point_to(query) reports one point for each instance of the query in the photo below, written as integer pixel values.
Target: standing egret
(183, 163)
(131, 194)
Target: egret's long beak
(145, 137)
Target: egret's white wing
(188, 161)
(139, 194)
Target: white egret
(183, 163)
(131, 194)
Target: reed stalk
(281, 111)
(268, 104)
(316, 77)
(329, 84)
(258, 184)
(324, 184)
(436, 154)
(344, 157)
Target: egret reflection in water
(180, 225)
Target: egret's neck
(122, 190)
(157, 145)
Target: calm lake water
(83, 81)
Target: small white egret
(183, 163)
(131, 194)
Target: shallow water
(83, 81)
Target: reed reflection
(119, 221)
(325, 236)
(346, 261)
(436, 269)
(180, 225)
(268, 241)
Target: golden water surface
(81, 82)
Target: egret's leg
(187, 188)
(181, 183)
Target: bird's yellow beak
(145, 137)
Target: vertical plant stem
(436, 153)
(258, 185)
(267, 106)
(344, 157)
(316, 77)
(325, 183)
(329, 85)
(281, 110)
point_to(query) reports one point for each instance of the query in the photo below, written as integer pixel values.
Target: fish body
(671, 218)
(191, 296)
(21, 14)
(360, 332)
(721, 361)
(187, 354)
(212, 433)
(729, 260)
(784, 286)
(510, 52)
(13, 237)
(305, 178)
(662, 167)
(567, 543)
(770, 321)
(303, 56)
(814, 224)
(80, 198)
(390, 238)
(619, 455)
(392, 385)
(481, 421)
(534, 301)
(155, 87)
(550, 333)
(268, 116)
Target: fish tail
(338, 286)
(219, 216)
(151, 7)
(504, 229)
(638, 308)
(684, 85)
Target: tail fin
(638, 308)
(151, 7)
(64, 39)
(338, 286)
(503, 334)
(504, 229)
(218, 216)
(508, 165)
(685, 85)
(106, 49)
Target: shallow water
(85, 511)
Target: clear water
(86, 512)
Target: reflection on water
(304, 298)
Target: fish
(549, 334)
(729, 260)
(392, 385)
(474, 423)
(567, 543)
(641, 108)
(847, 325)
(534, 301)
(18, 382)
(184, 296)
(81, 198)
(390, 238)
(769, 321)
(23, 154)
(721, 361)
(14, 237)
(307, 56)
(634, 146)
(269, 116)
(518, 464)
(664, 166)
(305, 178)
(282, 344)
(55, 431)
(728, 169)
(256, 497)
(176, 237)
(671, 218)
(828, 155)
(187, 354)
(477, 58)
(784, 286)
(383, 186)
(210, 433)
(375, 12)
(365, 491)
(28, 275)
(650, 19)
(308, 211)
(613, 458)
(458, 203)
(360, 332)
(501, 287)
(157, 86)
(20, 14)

• _Try it_
Repeat the data word for word.

• _Response to this task_
point_to(query) reports one point for each instance of the query in the photo below, written as integer pixel values.
Target: standing egret
(183, 163)
(131, 194)
Target: egret's long beak
(145, 137)
Target: egret's white wing
(188, 161)
(139, 194)
Target: white egret
(183, 163)
(131, 194)
Target: reed stalk
(281, 111)
(268, 104)
(316, 77)
(329, 84)
(258, 184)
(324, 184)
(436, 154)
(344, 157)
Target: egret reflection in water
(180, 225)
Target: egret's neck
(122, 190)
(157, 145)
Target: calm lake water
(83, 81)
Target: small white egret
(183, 163)
(131, 194)
Target: shallow water
(83, 81)
Target: reed reflection
(119, 221)
(325, 236)
(346, 261)
(436, 269)
(180, 225)
(268, 241)
Target: golden water surface
(81, 82)
Target: egret's leg
(187, 188)
(181, 183)
Target: bird's yellow beak
(145, 137)
Target: vertical plant stem
(436, 153)
(258, 185)
(267, 106)
(344, 157)
(316, 77)
(325, 183)
(329, 85)
(281, 110)
point_to(query) reports one point for each instance of the query in the photo below, written as integer pixel values.
Target: fish body
(671, 218)
(191, 296)
(21, 14)
(360, 332)
(721, 361)
(187, 354)
(212, 433)
(729, 260)
(784, 286)
(510, 52)
(13, 237)
(305, 178)
(662, 167)
(567, 543)
(770, 321)
(303, 56)
(814, 224)
(80, 198)
(390, 238)
(619, 455)
(392, 385)
(481, 421)
(534, 301)
(155, 87)
(550, 333)
(268, 116)
Target: fish tail
(338, 286)
(219, 216)
(151, 7)
(504, 229)
(638, 308)
(684, 85)
Target: tail fin
(638, 308)
(151, 7)
(64, 39)
(338, 286)
(503, 334)
(504, 229)
(218, 216)
(508, 165)
(685, 85)
(106, 49)
Target: shallow water
(85, 511)
Target: clear water
(86, 512)
Target: reflection on water
(304, 298)
Target: fish
(549, 334)
(729, 260)
(392, 385)
(474, 423)
(567, 543)
(641, 108)
(847, 325)
(534, 301)
(18, 382)
(184, 296)
(81, 198)
(390, 238)
(769, 321)
(23, 154)
(721, 361)
(14, 237)
(307, 56)
(634, 146)
(269, 116)
(518, 464)
(664, 166)
(305, 178)
(282, 344)
(55, 431)
(728, 169)
(256, 497)
(176, 237)
(671, 218)
(828, 155)
(187, 354)
(477, 58)
(784, 286)
(383, 186)
(210, 433)
(375, 12)
(365, 491)
(28, 275)
(650, 19)
(308, 211)
(613, 458)
(458, 203)
(360, 332)
(501, 287)
(157, 86)
(20, 14)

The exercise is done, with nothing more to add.